_Given instruction_
Pick out every line in the entries below that contains the word "tree" and copy each one. Case counts.

───── Listed records ─────

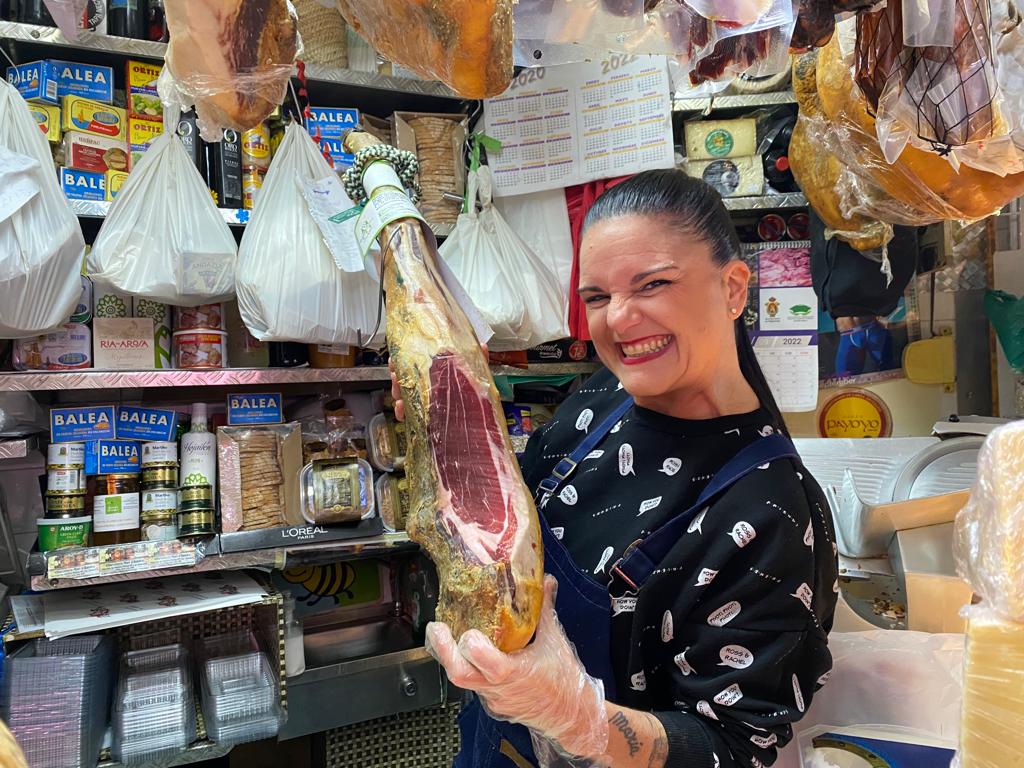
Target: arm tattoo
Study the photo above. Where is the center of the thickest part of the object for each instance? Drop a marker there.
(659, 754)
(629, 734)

─────
───── Listed records ─────

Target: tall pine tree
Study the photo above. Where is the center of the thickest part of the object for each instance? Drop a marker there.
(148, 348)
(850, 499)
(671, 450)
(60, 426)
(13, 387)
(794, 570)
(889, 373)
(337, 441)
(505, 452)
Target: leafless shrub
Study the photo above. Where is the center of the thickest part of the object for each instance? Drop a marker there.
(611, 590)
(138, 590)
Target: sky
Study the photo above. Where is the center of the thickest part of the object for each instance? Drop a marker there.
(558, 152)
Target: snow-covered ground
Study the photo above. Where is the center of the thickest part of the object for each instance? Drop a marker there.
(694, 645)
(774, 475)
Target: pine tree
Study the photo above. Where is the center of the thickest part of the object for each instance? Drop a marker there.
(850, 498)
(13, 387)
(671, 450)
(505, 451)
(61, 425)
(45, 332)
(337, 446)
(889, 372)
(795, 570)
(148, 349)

─────
───── Listed records ─────

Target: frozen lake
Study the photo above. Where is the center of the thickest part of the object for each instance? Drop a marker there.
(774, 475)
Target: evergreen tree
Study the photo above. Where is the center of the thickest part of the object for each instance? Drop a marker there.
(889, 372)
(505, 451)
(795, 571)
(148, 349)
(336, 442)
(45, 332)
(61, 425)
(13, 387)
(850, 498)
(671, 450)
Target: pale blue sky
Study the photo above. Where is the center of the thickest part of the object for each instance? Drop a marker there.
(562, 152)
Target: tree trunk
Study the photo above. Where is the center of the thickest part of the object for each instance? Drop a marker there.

─────

_Result_
Target: tall pine tree
Target: pine tree
Target: evergreen tree
Target: tree trunk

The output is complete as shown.